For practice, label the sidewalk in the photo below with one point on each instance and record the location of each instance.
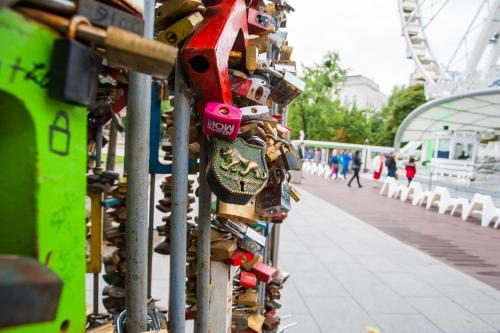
(346, 275)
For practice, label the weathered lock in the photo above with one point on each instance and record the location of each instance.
(241, 213)
(60, 134)
(287, 89)
(73, 73)
(180, 30)
(222, 250)
(275, 197)
(253, 88)
(259, 23)
(237, 171)
(254, 113)
(248, 280)
(221, 120)
(248, 298)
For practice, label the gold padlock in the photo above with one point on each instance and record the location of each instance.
(248, 298)
(172, 10)
(255, 322)
(252, 57)
(222, 250)
(240, 213)
(177, 32)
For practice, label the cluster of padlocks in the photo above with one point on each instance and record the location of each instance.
(240, 77)
(238, 65)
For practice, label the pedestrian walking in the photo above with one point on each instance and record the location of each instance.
(356, 167)
(377, 167)
(411, 170)
(334, 165)
(391, 166)
(345, 159)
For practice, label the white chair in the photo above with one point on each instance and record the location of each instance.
(415, 189)
(462, 203)
(424, 197)
(441, 198)
(400, 190)
(389, 187)
(482, 204)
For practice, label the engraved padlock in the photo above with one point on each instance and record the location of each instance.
(59, 134)
(221, 120)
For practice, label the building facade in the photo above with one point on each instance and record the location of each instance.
(361, 92)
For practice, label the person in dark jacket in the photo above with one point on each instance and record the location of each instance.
(390, 163)
(411, 170)
(356, 167)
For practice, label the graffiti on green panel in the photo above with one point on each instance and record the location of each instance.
(43, 152)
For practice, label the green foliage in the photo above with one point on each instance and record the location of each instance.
(325, 119)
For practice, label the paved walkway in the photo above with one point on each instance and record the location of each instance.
(347, 275)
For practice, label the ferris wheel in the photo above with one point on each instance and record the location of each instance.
(454, 44)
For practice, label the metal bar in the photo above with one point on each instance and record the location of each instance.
(139, 112)
(178, 227)
(152, 182)
(113, 137)
(203, 250)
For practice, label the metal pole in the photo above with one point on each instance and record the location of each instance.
(138, 117)
(178, 227)
(113, 137)
(203, 250)
(151, 230)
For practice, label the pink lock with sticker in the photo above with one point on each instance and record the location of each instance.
(221, 120)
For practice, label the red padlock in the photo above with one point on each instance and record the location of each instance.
(239, 257)
(206, 53)
(263, 272)
(221, 120)
(248, 280)
(259, 23)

+++++

_ASSIGNMENT_:
Starting from the line that contains "For practice, label the paved", reproduce each line of the data exactly through the last one.

_REPLY TO THE EXERCISE_:
For practice, label the paved walkway in the photo above with one point on each instance and record the location of each instance.
(347, 275)
For practice, label the ferris wheel in the photo above with one point on each instance and record the location of each instance.
(454, 44)
For practice, label the metal bar in the photo above with one point on each instance and record the location of each instance.
(139, 112)
(178, 227)
(152, 182)
(113, 137)
(203, 250)
For practice, label the metal pole in the photo above with one point on each instance and record the location of each instance.
(138, 117)
(178, 227)
(113, 137)
(203, 250)
(151, 230)
For practice, label the pink lock with sticker in the photo above with one point on each instance and record the location of each instance.
(221, 120)
For practice, label the red padlock in the photo above with one point on each instance and record the location of each instance.
(239, 257)
(206, 53)
(263, 272)
(221, 120)
(248, 280)
(259, 23)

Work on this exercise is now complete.